A book on accounting to help
their son to a better job.
And most of all, books as
part of their religious life.
These sort of books tell us not
only how the Dutch lived their lives
but who they actually were.
But these these humbler books are the
books that have become almost invisible
in a story of the Dutch Republic.
And I would like to elaborate on
that point a little bit today.
And the reason for that is
that these were generally books
which were not destined for posterity.
They were intended to be used every day or
regularly and then worn out and replaced.
Few of these books have made
it through the centuries
to take their place on the shelves of a library.
And those that do survive are almost
invariably the single surviving copy
of a print run of 500, 800, maybe even 5,000.
So this book that we wrote is partly an exercise
in reversing this historical invisibility
and provide more context on the true
extent of Dutch book production.
for it’s really these cheaper, humbler books
that take us closest to understanding the heart
and soul of the complex and contradictory
society that is the Dutch Republic.
Now, why was the potency of these
smaller books not recognized
on scholarship on the Dutch Republic?
This is partly an issue that, before the digital
age, it was impossible to reconstruct quickly
or relatively quickly a corpus of
surviving print that’s scattered
around some 8,000 libraries
and archives worldwide.
And this is something that we’ve
been trying to do at St. Andrews,
and reconstruct on a global scale the holdings
of early printed books and to compare records
and thereby buildup a far
greater body of sources.
Generally, bibliographers say, if
they’re looking at German books,
they will look in German
libraries, but not necessarily
as much in libraries in other countries.
So this is something we’ve been trying to
do specifically for the Dutch Republic.
But it also became very clear to
us in an early stage that if we are
to fathom this new book world, we could
not rely solely on what survives today.
We must also hunt for what we call “lost books.”
Books which were indeed printed and published
in this period but do not survive today.
And I’m going to show you some of the techniques
with which we’ve been doing
that a little bit later.

#### WRITTEN REQUEST A:
In the talk on Dutch books, about how many libraries and archives around the world hold the scattered surviving print?
#### WRITTEN REQUEST B:
Pick up the talk on Dutch Republic books right after its last sentence and keep it going.
The rows after this point are separate material and have no connection to the talk on Dutch books.

#### SUPPLIED ENTRIES:
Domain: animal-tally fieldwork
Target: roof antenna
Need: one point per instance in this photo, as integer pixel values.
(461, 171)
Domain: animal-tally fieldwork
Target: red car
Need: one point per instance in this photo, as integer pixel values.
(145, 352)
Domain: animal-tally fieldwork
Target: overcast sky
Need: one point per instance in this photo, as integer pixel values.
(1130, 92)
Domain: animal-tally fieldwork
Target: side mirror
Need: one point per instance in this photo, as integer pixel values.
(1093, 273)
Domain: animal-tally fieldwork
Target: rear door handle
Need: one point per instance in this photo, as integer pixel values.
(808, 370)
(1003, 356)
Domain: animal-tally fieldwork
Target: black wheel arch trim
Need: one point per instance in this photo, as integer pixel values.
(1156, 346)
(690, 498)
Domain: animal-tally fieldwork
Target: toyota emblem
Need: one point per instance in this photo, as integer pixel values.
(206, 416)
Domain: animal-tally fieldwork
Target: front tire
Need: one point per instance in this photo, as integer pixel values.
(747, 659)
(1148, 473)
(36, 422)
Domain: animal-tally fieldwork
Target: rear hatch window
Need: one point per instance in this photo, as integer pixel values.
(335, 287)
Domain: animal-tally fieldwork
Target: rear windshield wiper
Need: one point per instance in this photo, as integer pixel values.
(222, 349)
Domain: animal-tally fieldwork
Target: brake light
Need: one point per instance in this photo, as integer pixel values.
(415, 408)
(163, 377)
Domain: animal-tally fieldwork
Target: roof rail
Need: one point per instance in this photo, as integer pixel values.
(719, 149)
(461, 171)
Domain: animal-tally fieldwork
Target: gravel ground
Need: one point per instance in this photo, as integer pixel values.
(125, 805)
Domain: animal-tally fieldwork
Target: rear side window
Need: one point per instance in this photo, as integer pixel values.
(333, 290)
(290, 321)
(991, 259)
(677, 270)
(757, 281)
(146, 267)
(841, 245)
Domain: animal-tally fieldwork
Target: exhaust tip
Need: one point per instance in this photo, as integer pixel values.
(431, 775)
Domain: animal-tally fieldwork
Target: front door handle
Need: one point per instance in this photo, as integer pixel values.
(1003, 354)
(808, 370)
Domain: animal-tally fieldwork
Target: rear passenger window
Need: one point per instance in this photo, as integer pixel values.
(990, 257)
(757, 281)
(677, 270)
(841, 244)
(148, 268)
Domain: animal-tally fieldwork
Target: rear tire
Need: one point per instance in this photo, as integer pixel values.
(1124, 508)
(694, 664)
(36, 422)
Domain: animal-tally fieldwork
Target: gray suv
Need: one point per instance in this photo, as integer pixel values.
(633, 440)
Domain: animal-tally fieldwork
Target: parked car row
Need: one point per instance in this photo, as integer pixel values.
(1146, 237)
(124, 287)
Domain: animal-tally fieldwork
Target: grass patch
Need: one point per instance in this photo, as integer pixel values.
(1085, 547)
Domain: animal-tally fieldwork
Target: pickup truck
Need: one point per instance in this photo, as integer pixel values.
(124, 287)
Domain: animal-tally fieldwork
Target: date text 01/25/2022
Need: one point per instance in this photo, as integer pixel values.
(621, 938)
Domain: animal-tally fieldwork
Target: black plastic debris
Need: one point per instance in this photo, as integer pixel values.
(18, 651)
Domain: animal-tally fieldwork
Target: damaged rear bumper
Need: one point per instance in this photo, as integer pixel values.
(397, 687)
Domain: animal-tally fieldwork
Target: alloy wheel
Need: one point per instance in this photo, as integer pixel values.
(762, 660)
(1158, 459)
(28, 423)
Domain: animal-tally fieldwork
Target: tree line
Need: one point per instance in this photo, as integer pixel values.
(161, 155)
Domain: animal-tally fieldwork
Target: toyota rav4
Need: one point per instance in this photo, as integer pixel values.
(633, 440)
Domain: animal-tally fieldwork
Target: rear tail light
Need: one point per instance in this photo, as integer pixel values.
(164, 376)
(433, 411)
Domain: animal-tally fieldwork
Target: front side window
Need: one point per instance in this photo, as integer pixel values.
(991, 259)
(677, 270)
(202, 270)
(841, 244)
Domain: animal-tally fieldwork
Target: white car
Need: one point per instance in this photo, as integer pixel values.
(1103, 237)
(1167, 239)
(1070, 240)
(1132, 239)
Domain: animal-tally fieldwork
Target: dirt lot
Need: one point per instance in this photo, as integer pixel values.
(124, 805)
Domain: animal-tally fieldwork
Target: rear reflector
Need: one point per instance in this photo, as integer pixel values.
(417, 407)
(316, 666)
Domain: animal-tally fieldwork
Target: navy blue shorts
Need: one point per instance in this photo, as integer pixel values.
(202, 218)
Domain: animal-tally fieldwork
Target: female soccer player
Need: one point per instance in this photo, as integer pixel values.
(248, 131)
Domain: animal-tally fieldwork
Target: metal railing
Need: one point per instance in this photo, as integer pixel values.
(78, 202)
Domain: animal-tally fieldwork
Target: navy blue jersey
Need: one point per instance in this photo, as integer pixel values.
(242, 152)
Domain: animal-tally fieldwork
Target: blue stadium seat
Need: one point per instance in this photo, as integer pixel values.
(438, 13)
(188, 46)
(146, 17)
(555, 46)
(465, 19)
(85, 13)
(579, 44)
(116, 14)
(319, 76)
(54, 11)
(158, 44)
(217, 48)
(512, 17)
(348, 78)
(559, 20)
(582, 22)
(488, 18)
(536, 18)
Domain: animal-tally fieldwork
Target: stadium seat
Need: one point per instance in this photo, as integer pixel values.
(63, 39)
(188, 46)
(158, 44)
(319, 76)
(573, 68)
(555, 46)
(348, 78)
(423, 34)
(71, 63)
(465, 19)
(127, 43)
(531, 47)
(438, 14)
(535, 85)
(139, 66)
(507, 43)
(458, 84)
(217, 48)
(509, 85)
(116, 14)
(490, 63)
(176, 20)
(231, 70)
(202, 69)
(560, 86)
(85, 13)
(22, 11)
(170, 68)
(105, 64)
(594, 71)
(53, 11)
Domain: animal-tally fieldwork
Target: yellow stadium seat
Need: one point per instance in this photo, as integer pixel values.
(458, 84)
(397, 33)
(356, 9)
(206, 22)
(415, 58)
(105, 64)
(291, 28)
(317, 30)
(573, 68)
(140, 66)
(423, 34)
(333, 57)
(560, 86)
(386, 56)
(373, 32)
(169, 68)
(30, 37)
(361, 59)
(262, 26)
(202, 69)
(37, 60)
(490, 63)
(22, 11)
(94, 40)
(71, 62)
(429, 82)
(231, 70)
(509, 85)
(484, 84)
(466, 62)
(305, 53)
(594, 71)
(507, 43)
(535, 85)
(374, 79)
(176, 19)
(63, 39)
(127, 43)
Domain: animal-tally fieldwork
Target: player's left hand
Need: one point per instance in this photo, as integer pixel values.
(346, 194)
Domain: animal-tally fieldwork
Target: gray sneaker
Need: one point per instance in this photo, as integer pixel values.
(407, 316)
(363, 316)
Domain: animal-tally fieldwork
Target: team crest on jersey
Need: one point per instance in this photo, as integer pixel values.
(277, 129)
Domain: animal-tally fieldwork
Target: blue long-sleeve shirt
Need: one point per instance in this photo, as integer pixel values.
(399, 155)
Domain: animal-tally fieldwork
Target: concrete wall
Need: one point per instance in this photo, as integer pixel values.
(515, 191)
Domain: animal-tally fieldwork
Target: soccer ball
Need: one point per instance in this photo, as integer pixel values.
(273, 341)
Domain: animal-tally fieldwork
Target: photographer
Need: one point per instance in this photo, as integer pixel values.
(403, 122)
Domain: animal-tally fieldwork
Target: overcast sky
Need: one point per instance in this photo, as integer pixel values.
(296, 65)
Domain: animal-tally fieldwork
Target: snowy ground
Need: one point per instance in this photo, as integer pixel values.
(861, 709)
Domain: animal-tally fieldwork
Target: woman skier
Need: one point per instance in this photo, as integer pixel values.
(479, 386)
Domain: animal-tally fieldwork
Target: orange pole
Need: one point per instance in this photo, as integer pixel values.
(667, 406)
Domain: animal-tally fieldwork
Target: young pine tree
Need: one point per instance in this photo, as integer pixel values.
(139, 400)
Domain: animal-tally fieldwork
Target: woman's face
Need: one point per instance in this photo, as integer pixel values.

#### WRITTEN REPLY A:
Some 8,000.

#### WRITTEN REPLY B:
Why do many books not survive
Now, why do many of these books not survive?
Well, partly this is an issue
of library collecting culture.
Libraries, particularly the large
scholarly libraries visited by historians,
tend to collect a certain sort of book.
Very often the books that professional men
and serious collectors would most value,
like this beautiful Blaeu Atlases, big,
serious books of scholarship,
often in scholarly languages.
And this specifically excluded the
sort of books favoured by craftsmen
and more humble bourgeois households
when these were being produced.
If we think of Sir Thomas Bodleian, the creator
of the famous Bodleian Library in Oxford,
when he founded this, he
specifically forbade his librarian
to accession what he described
as idle books and riffraff.
And by that he meant books in English.
[laughter] Now, this was much the
same in the lovely Library of Leiden,
which is specifically designed
really for use by its professors
to consult big, expensive reference works.
Around the time that Rembrandt
was a student at Leiden,
the library was not formally opened to students.
It was closed to students for
a period, for about 25 years.
This was really a professorial resource
with almost no vernacular books,
books not in Latin or Greek or Hebrew or Arabic.
Then again, the people who bought more humble
books didn’t take very good care of them either.
The sort of little religious texts,
prayer books, and catechisms or almanacs,
these were all books that really made up the
trade in this period, but they were books
that were heavily used and then discarded.
There’s a couple up here, and these are — I’ll just run
you through some of the examples
that have been highlighted in our story.
They are books like this.
On the right you have a Dutch
school book, a really horrible book,
It’s called “The Mirror of
Youth,” in translation.
Which is a dialogue between a father and son
about all the atrocities of the Dutch Revolt.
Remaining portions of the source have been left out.